Segment Start: Given information
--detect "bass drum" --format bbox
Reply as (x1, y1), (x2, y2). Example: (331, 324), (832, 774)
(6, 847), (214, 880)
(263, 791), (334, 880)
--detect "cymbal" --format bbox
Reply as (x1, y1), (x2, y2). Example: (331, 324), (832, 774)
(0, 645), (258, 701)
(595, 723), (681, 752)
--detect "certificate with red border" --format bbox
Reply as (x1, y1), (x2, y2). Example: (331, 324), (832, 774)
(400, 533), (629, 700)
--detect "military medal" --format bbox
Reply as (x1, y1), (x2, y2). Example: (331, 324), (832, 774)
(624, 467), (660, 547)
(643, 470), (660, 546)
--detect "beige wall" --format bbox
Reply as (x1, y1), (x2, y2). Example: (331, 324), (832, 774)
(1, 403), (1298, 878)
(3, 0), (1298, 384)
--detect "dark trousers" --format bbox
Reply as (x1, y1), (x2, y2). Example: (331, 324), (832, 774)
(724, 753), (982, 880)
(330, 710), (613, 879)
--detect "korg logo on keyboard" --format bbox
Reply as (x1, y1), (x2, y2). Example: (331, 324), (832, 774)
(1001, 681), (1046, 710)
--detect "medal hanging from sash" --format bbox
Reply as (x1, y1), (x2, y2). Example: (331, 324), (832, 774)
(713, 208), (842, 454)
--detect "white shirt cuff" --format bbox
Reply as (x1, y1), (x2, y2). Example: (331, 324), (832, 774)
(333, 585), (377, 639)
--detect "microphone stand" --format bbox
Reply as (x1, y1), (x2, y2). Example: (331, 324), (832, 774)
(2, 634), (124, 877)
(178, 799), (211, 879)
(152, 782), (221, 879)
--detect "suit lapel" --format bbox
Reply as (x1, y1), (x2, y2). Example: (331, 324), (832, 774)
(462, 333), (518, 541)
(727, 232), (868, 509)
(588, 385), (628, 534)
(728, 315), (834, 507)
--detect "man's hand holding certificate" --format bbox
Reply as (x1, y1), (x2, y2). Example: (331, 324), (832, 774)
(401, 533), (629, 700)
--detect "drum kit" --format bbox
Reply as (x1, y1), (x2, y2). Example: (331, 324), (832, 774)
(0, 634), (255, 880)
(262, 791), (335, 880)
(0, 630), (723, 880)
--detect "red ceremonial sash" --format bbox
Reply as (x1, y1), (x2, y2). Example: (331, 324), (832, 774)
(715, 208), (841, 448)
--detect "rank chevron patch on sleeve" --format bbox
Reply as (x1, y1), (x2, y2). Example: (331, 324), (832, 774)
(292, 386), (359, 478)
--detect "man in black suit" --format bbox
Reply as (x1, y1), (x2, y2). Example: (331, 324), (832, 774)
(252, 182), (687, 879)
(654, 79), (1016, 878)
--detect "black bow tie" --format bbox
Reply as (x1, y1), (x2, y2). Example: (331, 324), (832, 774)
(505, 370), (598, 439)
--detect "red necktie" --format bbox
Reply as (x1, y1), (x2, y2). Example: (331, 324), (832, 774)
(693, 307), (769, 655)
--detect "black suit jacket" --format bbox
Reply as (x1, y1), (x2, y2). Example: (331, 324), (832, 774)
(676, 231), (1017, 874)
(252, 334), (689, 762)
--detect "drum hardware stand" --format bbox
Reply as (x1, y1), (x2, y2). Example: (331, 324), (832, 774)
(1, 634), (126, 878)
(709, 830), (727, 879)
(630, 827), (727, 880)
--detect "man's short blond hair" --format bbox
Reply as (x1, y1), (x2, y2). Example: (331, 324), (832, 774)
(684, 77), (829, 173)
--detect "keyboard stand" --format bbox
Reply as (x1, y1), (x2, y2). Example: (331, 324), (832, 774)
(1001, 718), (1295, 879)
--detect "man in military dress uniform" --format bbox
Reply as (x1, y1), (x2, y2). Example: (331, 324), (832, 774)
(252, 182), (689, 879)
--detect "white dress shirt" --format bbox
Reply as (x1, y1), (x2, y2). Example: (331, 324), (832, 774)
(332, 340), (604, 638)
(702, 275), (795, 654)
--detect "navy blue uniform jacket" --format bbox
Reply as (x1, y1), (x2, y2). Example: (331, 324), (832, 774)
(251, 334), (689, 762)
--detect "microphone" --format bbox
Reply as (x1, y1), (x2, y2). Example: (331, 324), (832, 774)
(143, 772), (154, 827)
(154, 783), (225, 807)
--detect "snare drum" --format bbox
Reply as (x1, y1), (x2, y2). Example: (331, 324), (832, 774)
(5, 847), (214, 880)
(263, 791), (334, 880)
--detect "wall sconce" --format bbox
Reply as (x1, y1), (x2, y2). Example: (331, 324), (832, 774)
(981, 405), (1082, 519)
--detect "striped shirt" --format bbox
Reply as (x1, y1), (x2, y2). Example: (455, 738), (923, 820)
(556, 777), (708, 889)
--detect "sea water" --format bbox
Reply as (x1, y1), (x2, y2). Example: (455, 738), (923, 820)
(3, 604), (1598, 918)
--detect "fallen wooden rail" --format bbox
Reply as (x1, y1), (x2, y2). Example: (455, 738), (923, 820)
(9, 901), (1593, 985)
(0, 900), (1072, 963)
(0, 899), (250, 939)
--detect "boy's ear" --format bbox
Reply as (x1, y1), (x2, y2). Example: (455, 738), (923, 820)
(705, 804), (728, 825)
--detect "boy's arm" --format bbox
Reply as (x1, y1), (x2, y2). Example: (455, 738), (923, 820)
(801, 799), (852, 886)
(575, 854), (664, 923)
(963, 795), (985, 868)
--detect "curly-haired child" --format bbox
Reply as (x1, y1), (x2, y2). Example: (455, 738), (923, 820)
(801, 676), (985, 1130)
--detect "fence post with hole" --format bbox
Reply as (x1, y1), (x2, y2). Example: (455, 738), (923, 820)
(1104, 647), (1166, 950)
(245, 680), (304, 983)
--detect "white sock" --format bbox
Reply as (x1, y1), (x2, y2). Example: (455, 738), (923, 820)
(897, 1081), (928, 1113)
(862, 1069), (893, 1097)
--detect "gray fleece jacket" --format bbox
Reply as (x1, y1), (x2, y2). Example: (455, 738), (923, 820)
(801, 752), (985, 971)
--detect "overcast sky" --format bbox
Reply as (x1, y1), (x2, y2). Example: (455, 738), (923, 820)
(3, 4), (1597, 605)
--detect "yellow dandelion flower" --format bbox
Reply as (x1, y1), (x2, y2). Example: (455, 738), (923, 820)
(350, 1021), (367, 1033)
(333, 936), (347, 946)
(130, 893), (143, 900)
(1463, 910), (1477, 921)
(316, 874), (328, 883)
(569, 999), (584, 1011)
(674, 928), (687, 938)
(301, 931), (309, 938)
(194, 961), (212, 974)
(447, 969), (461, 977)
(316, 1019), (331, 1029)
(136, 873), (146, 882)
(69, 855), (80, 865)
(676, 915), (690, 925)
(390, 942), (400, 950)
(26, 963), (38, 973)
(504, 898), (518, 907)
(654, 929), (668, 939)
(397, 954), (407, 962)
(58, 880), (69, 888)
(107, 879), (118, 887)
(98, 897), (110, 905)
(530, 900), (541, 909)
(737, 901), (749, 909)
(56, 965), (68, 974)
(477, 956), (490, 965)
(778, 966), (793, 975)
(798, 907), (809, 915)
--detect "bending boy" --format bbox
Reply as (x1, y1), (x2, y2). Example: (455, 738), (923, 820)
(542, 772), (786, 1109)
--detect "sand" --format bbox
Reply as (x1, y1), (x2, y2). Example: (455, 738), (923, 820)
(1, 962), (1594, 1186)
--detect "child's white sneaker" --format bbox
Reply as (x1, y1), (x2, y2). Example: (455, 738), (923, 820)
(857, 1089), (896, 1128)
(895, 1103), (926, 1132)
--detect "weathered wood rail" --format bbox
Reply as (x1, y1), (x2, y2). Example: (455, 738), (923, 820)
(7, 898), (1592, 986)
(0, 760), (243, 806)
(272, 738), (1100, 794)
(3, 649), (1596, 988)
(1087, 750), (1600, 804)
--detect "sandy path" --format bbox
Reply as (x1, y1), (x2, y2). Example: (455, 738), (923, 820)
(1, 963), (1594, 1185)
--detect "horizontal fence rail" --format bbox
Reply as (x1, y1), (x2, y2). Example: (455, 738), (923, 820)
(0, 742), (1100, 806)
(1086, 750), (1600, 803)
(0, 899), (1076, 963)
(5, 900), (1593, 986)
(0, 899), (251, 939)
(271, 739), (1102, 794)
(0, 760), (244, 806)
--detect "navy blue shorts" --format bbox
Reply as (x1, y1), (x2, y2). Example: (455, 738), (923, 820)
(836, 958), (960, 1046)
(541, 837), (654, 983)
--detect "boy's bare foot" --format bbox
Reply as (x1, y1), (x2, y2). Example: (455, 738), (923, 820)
Segment End: Given information
Required action — Find every line of the data above that holds the word "stand", then state how many there are and nothing else.

Solved exercise — 3